(Source records)
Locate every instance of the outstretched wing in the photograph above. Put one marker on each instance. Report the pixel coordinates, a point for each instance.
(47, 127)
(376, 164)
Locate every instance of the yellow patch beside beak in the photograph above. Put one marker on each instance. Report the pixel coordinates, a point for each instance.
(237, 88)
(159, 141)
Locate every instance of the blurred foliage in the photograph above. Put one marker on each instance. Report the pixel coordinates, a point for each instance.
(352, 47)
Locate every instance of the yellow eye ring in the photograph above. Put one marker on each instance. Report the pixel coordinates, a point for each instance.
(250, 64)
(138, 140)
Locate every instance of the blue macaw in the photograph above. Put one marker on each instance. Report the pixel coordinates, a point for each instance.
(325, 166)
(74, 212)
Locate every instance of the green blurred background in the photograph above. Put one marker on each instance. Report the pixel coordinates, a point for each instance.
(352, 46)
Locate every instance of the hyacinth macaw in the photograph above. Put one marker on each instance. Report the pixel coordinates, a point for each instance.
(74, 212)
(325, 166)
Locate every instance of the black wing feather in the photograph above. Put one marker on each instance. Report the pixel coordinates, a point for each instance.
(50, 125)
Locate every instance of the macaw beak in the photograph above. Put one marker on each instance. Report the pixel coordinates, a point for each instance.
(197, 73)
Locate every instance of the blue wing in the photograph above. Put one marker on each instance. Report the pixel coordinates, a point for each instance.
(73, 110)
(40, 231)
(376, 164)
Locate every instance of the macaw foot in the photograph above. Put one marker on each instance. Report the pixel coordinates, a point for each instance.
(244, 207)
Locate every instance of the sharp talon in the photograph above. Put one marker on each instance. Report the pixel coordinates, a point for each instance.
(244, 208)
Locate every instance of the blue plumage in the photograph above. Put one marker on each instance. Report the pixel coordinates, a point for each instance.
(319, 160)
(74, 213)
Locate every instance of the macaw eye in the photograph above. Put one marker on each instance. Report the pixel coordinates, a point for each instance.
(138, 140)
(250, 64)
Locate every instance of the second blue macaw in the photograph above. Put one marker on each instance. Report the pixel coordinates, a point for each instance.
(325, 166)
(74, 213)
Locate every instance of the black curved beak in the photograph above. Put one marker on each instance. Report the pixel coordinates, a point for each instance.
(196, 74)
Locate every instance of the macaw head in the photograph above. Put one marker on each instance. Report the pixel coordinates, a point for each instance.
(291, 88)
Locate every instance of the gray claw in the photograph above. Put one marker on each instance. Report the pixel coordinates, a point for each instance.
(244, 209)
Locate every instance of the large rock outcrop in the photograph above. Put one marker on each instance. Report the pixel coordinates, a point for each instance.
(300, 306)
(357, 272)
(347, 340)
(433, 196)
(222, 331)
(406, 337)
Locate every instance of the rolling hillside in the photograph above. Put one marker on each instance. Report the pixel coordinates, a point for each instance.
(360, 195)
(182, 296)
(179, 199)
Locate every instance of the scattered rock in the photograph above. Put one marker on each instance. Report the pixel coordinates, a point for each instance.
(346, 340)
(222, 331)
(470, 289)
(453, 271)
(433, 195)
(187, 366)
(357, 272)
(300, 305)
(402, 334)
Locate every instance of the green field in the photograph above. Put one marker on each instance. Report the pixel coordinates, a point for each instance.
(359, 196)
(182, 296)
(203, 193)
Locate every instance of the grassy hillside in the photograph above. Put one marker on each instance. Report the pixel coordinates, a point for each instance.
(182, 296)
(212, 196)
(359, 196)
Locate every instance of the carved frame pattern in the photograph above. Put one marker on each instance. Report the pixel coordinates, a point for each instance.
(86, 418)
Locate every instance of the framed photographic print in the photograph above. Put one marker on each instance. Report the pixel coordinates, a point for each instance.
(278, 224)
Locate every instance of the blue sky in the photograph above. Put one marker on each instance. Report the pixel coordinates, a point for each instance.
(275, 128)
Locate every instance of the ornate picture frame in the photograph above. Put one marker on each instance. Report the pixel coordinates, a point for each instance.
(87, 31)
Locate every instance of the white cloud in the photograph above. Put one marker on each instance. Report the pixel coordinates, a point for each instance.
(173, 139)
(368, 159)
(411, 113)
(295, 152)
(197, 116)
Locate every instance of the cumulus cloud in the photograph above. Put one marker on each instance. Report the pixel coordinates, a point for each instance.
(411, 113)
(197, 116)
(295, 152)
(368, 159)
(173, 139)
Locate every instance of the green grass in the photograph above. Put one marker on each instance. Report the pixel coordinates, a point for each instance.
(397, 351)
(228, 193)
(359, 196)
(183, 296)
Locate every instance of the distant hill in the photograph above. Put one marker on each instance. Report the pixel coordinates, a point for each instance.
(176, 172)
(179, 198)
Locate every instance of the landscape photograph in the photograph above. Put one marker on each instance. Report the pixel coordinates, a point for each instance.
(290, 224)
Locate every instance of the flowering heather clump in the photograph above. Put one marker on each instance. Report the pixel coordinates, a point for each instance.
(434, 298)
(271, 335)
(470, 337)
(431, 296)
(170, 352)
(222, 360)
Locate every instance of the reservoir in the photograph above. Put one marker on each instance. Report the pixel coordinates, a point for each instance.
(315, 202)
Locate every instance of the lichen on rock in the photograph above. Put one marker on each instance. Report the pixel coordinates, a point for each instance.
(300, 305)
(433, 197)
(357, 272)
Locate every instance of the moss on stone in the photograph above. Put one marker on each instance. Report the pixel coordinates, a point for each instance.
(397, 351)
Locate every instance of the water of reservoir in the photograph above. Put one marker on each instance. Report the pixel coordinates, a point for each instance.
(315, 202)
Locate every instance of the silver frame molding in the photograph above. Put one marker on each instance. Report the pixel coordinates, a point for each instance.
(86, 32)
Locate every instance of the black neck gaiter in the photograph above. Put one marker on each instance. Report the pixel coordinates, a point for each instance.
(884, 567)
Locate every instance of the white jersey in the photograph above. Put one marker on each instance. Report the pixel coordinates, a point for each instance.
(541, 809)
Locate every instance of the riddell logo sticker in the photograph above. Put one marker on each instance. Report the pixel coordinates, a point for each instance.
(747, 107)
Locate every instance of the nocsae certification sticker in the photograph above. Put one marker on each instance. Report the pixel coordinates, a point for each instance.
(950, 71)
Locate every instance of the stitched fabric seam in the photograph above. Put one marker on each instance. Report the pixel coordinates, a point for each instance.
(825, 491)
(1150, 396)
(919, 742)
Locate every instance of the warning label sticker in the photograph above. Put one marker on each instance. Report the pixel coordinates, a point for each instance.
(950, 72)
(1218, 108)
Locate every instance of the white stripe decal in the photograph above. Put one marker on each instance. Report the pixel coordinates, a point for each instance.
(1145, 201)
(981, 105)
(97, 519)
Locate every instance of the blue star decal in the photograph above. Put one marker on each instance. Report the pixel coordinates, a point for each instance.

WRITTEN PROBLEM: Starting at the line that contains "Locate every instance of the riddell", retype each line through the end of the listing above and nothing else.

SOLUTION TO THE EXERCISE:
Locate every instance of the riddell logo sticker in the photograph above. Put one marker on each instance. Report the pixel coordinates, a point for each instance.
(747, 107)
Locate every instance of the nocsae certification sticker in the photograph above. Put one marker on each instance. Report the pixel coordinates, a point for each instance.
(950, 71)
Locate every instance of the stitched fabric seam in the photograph above. Put one marker on each instance. Report the pixel coordinates, a point for each instance.
(825, 491)
(1150, 396)
(919, 742)
Locate every instance of the warning label sticker in the photograph above. Put one marker on each instance. Report the pixel coordinates, a point for each instance.
(950, 72)
(1218, 108)
Locate every instance of the white stripe decal in the photograph above. Put one marker on each instance. Report the pixel coordinates, a point for each instance.
(1145, 201)
(981, 105)
(97, 519)
Locate every instance of the blue star decal in the photograph above. Put one marker on each instance. Report the pixel coordinates, a point for each instance.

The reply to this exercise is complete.